- The exercise -
Put every line below, from the one containing "Highlight the pale" down to the end of the rows, into a Markdown table with the columns No. and Line, numbering each line and leaving out blank lines.

* Begin Data supplied *

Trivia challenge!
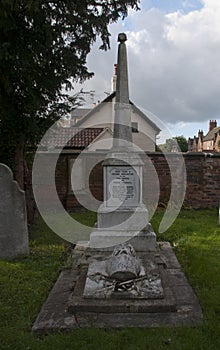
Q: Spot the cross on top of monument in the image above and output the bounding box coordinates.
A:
[118,33,127,43]
[113,33,132,148]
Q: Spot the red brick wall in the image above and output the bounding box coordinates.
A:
[53,152,220,211]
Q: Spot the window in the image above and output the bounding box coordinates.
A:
[131,122,138,132]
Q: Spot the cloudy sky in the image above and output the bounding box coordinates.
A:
[75,0,220,143]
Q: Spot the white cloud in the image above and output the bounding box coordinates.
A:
[73,0,220,134]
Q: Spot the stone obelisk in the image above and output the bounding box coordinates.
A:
[90,33,156,251]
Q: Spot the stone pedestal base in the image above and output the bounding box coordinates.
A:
[89,224,157,252]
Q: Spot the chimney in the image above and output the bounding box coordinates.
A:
[209,120,217,131]
[112,64,117,92]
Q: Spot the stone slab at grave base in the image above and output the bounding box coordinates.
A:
[32,242,202,334]
[89,224,156,252]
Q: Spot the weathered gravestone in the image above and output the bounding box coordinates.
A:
[0,163,29,259]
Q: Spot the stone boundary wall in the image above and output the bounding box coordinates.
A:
[52,151,220,211]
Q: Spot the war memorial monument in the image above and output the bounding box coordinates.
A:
[33,33,202,333]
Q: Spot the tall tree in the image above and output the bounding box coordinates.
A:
[0,0,139,187]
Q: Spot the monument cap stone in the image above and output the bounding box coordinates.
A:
[0,163,29,259]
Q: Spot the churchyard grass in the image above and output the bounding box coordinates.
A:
[0,209,220,350]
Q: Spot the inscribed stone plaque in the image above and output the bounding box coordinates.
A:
[0,164,29,258]
[105,166,140,207]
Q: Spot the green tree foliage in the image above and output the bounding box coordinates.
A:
[0,0,139,187]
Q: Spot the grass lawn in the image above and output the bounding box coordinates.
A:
[0,209,220,350]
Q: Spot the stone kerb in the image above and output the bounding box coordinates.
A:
[0,163,29,259]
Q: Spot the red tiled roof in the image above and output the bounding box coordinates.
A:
[45,127,103,148]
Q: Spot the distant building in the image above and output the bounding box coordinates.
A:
[70,65,161,152]
[188,120,220,152]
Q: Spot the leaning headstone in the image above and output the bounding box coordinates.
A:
[0,163,29,259]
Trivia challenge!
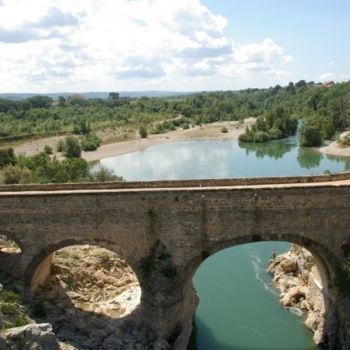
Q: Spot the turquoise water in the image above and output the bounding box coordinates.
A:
[95,138,350,181]
[189,242,317,350]
[96,138,350,350]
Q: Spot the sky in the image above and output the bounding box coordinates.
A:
[0,0,350,93]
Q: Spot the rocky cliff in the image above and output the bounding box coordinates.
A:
[267,245,325,345]
[0,245,170,350]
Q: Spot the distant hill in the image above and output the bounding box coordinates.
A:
[0,91,193,100]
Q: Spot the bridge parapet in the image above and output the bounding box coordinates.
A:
[0,172,350,193]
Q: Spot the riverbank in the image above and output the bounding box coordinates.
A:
[11,118,255,162]
[318,131,350,157]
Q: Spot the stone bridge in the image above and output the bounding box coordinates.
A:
[0,173,350,349]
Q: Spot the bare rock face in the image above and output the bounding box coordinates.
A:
[0,323,60,350]
[267,245,325,345]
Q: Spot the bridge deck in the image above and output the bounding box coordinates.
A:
[0,172,350,196]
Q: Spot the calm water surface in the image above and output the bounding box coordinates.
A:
[95,138,350,181]
[96,138,350,350]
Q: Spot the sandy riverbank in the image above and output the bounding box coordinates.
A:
[12,118,254,162]
[82,118,254,162]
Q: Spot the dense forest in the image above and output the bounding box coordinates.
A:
[0,80,350,146]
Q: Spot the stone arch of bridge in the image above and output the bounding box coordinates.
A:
[185,234,339,292]
[25,239,143,296]
[0,229,25,254]
[0,230,24,274]
[185,234,338,348]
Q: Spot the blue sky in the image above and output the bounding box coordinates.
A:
[0,0,350,92]
[203,0,350,80]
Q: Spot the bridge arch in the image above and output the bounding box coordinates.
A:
[187,234,337,344]
[25,238,143,292]
[0,231,24,273]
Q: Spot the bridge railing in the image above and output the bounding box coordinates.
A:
[0,172,350,192]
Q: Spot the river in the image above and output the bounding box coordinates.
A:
[96,137,350,350]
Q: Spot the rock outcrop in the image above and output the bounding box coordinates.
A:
[267,245,325,345]
[0,323,60,350]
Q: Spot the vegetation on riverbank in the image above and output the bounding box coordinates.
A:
[0,142,122,184]
[0,80,350,148]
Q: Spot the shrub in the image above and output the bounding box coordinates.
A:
[338,134,350,147]
[0,148,16,168]
[81,134,101,152]
[56,140,66,152]
[299,120,323,147]
[139,126,147,139]
[1,303,17,316]
[44,145,53,154]
[89,166,123,182]
[3,165,32,185]
[64,136,81,158]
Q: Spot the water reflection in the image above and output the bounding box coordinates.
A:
[95,138,350,181]
[239,141,297,159]
[297,147,323,169]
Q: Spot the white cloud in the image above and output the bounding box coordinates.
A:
[0,0,292,91]
[318,72,335,83]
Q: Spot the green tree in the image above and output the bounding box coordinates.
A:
[139,126,147,139]
[0,148,16,168]
[299,118,323,147]
[64,136,81,158]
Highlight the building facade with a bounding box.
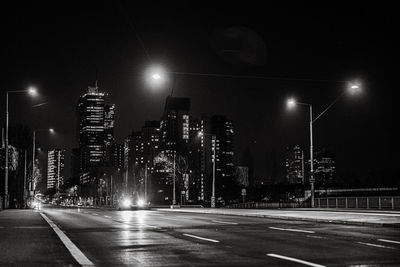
[47,148,65,192]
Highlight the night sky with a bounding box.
[0,1,400,184]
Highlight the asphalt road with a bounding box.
[32,208,400,266]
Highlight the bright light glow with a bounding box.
[136,199,145,207]
[347,82,362,95]
[122,198,132,208]
[146,66,168,87]
[286,97,296,109]
[151,73,161,80]
[28,86,38,96]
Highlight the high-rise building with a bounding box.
[285,145,305,184]
[78,82,115,172]
[47,148,65,190]
[314,150,336,185]
[200,114,237,201]
[160,96,190,157]
[78,84,105,171]
[142,121,161,173]
[124,131,144,191]
[111,144,124,170]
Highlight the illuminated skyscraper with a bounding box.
[47,148,65,190]
[78,83,115,172]
[286,146,304,184]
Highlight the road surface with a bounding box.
[0,207,400,267]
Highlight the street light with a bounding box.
[3,86,38,209]
[286,82,362,208]
[198,131,217,208]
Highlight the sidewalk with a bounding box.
[0,209,77,266]
[157,208,400,228]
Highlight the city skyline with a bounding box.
[1,1,399,186]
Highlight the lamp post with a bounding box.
[29,128,54,202]
[3,87,37,209]
[287,80,361,208]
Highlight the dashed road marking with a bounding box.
[40,212,94,266]
[267,253,325,267]
[212,221,239,224]
[183,234,219,243]
[378,239,400,244]
[357,242,395,249]
[268,227,315,234]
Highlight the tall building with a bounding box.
[314,150,336,185]
[111,144,124,170]
[47,148,65,190]
[103,105,115,163]
[160,96,190,157]
[78,84,105,171]
[124,131,144,192]
[78,82,115,172]
[142,121,161,173]
[285,146,305,184]
[200,114,237,201]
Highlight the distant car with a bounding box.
[118,197,149,210]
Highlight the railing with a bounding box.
[315,196,400,209]
[225,202,306,209]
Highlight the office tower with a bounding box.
[285,145,304,184]
[47,148,65,192]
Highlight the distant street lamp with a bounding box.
[3,86,38,209]
[198,131,217,208]
[286,82,362,208]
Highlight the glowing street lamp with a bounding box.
[286,82,362,208]
[3,87,38,209]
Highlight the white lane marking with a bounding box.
[378,239,400,244]
[268,227,315,234]
[40,212,94,266]
[14,226,47,229]
[306,235,326,239]
[267,253,325,267]
[212,221,239,224]
[183,234,219,243]
[323,211,400,217]
[357,242,395,249]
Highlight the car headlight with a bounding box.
[136,199,144,207]
[122,198,132,208]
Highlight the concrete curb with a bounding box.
[156,209,400,228]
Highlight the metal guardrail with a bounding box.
[315,196,400,209]
[225,202,305,209]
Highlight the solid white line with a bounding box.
[306,235,326,239]
[378,239,400,244]
[267,253,325,267]
[14,226,47,229]
[183,234,219,243]
[357,242,395,249]
[40,212,94,266]
[268,227,315,234]
[212,221,238,224]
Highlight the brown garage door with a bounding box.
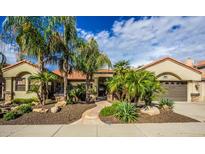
[161,81,187,101]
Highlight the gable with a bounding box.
[3,62,38,77]
[144,58,201,81]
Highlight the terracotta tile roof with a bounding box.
[53,70,86,80]
[3,59,38,71]
[97,69,113,73]
[140,57,202,74]
[195,60,205,67]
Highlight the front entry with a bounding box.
[98,77,108,97]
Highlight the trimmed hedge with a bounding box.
[12,98,38,104]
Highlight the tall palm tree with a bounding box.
[0,51,6,78]
[113,60,130,75]
[3,16,55,104]
[29,71,57,105]
[47,16,77,100]
[75,38,111,102]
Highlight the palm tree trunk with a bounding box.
[63,60,68,101]
[63,72,68,101]
[38,54,45,105]
[85,75,90,103]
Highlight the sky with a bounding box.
[0,16,205,70]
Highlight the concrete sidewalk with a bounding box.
[0,122,205,137]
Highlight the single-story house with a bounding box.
[0,57,205,102]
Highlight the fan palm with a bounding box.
[113,60,130,75]
[75,38,111,102]
[3,16,58,104]
[47,16,77,100]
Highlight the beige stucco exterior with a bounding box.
[0,58,205,102]
[145,59,205,102]
[146,60,201,81]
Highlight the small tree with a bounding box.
[29,71,57,105]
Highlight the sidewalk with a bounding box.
[0,122,205,137]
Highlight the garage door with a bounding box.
[161,81,187,101]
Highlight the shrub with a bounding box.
[12,98,38,104]
[114,102,138,123]
[3,111,20,121]
[159,98,174,108]
[17,104,32,114]
[100,103,119,117]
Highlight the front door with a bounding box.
[98,77,107,97]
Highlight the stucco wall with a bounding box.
[3,63,38,99]
[146,60,201,81]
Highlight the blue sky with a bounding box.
[0,16,205,69]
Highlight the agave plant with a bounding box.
[114,102,138,123]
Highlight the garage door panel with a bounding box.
[161,81,187,101]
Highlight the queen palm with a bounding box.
[47,16,77,100]
[113,60,130,75]
[3,16,56,104]
[29,71,57,105]
[75,38,111,102]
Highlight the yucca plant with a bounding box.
[114,102,138,123]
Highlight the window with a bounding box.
[28,79,37,90]
[16,78,26,91]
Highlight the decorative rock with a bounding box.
[31,101,39,105]
[90,95,97,102]
[140,106,160,116]
[33,108,48,113]
[4,101,11,105]
[55,101,67,108]
[162,105,171,111]
[51,106,61,113]
[11,106,18,111]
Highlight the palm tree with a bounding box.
[107,75,126,101]
[29,71,57,105]
[47,16,77,100]
[3,16,56,104]
[0,51,6,77]
[75,38,111,102]
[113,60,130,75]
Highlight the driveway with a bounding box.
[174,102,205,122]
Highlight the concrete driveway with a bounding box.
[174,102,205,122]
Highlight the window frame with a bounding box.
[15,77,26,91]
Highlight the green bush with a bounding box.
[114,102,138,123]
[3,111,20,121]
[100,103,119,117]
[12,98,38,104]
[159,98,174,108]
[17,104,32,114]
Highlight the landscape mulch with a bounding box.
[100,110,199,124]
[0,104,96,125]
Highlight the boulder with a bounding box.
[33,108,48,113]
[51,106,61,113]
[162,105,172,111]
[31,101,39,106]
[55,101,67,108]
[90,95,97,102]
[140,106,160,116]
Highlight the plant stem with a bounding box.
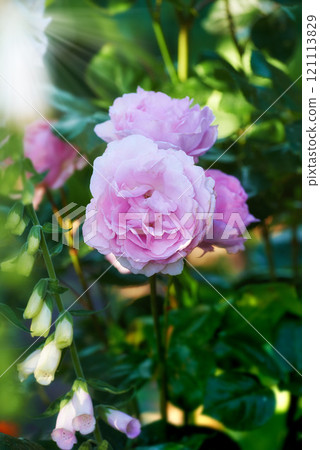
[152,19,179,84]
[178,23,189,81]
[150,275,167,422]
[262,220,276,281]
[291,222,299,282]
[27,205,102,443]
[225,0,243,61]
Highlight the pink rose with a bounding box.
[200,170,259,253]
[106,253,130,275]
[94,88,218,159]
[24,120,86,189]
[83,135,215,276]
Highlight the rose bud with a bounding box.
[30,298,52,337]
[23,279,48,319]
[51,399,77,450]
[34,335,61,386]
[5,203,24,231]
[94,87,218,160]
[200,170,259,253]
[11,214,30,236]
[16,244,35,277]
[54,312,73,349]
[17,348,41,382]
[72,380,96,434]
[24,120,87,189]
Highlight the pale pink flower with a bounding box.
[83,135,215,276]
[106,253,130,275]
[95,87,218,158]
[200,170,259,253]
[34,336,61,386]
[51,399,77,450]
[105,409,141,439]
[17,348,41,382]
[24,120,86,189]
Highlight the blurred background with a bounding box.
[0,0,301,450]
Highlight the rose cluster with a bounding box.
[83,88,256,276]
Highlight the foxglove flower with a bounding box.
[200,170,259,253]
[24,120,86,189]
[106,253,130,275]
[34,336,61,386]
[72,382,96,434]
[23,279,48,319]
[54,313,73,349]
[95,87,218,158]
[83,136,215,276]
[17,348,41,382]
[0,0,51,126]
[104,409,141,439]
[51,399,77,450]
[30,299,52,337]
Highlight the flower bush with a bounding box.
[83,135,215,276]
[95,87,218,159]
[0,0,301,450]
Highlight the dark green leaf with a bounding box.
[0,433,45,450]
[69,304,110,317]
[204,372,275,431]
[87,378,132,395]
[0,303,29,333]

* End Data supplied *

- Solution to the exercise -
| No. | Line |
|---|---|
| 1 | Highlight the pale pink flower with a bounding box. |
| 2 | [83,135,215,276] |
| 3 | [106,253,130,275] |
| 4 | [95,87,218,158] |
| 5 | [200,170,259,253] |
| 6 | [34,336,61,386] |
| 7 | [51,399,77,450] |
| 8 | [105,409,141,439] |
| 9 | [17,348,41,382] |
| 10 | [24,120,86,189] |
| 11 | Highlight the blurred background with a bounding box. |
| 12 | [0,0,301,450] |
| 13 | Highlight the rose cluster with a bounding box. |
| 14 | [83,88,256,276] |
| 15 | Highlight the foxglove flower with a bounding box. |
| 16 | [200,170,259,253] |
| 17 | [24,120,86,189] |
| 18 | [106,253,130,275] |
| 19 | [34,336,61,386] |
| 20 | [72,382,96,434] |
| 21 | [23,279,48,319] |
| 22 | [54,313,73,349] |
| 23 | [95,87,218,158] |
| 24 | [83,136,215,276] |
| 25 | [17,348,41,382] |
| 26 | [0,0,51,126] |
| 27 | [104,409,141,439] |
| 28 | [51,399,77,450] |
| 29 | [30,299,52,337] |
| 30 | Highlight the flower bush with a bounding box. |
| 31 | [83,135,215,276] |
| 32 | [95,87,218,159] |
| 33 | [0,0,301,450] |
| 34 | Highlight the dark green leaf with a bounding box. |
| 35 | [0,433,45,450] |
| 36 | [69,304,110,317] |
| 37 | [204,372,275,431] |
| 38 | [87,378,132,395] |
| 39 | [0,303,29,333] |